§ Work instructions:
1/ In the chapter excerpt about Margaret Mitchell, reproduce the passage from "Saturday, 27 August" up to and including "-  Part Four." word for word.
2/ Put this sentence from the chapter excerpt about Margaret Mitchell into Spanish: "Mitchell grew up in central Canada and became a nurse and then a social worker."
3/ Write what comes next in the memoir chapter about Margaret Mitchell, picking up after its final sentence.

§ Extract:
════════════════

Saturday, 27 August 2016

Exits and Entrance - A Journey Through many Landscapes by Dave Jaffe: Chapter Seven - Part Four

     Chapter Seven -  Part Four.
 

     Another interesting and committed member of the New Democratic Party was Margaret Mitchell who served as the New Democratic Member of Parliament  for Vancouver-East from 1979 to 1993. Mitchell grew up in central Canada and became a nurse and then a social worker.
    This short blonde woman joined the Canadian army and worked in South Korean hospitals during the Korean War. She later moved to Vancouver and was  one of the hardest workers I ever saw in the political world."Margaret makes sure that her constituents's problems get solved, " one of her assistants said.

════════════════

§ Data:
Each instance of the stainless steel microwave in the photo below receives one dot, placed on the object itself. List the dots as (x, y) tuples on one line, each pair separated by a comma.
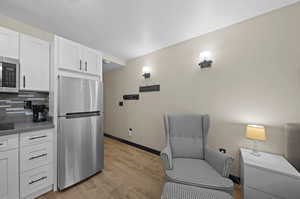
[(9, 75)]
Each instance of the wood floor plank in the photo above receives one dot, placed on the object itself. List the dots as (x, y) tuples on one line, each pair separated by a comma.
[(129, 173)]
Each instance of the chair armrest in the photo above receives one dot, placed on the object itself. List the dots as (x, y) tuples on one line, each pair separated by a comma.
[(219, 161), (166, 156)]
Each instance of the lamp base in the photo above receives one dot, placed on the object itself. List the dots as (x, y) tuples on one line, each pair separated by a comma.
[(255, 153), (254, 150)]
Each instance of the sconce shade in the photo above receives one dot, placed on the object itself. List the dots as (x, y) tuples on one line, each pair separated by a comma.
[(146, 69), (205, 58), (256, 132)]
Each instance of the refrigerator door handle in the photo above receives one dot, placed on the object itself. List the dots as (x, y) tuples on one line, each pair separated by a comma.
[(82, 114)]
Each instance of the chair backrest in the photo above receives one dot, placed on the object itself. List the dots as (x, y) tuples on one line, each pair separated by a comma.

════════════════

§ Answers provided:
1/
Saturday, 27 August 2016

Exits and Entrance - A Journey Through many Landscapes by Dave Jaffe: Chapter Seven - Part Four

     Chapter Seven -  Part Four.

2/ Mitchell creció en el centro de Canadá y se hizo enfermera y luego trabajadora social.

3/
     During her time in Parliament Mitchell was, I think, the first Member of Parliament to focus on and denounce wife battering. As she condemned this practice, Members of Parliament in other political parties tried to shout her down. Yet she persisted in her speech unfazed by the abusive words hurled at her. She was one gutty lady.
      These M.L.A.'s and M.P."s I have mentioned plus other New Democratic representatives , in government or in opposition, battled tough well-entrenched political machines like the Bennett father-and son Social Credit Party, the Trudeauite Liberals and the Mulroney Tories. They didn't win too many elections but they kept the progressive flame alive in British Columbia.
     From 1972 to 1976 I took part in over 20 elections. I licked stamps, stuffed envelopes, canvassed many voters and met many people. But I didn't fit  too comfortably into the world of party politics. I panicked at key moments, talked far too much and asked too many questions. Nor was I a team player the way I should have been.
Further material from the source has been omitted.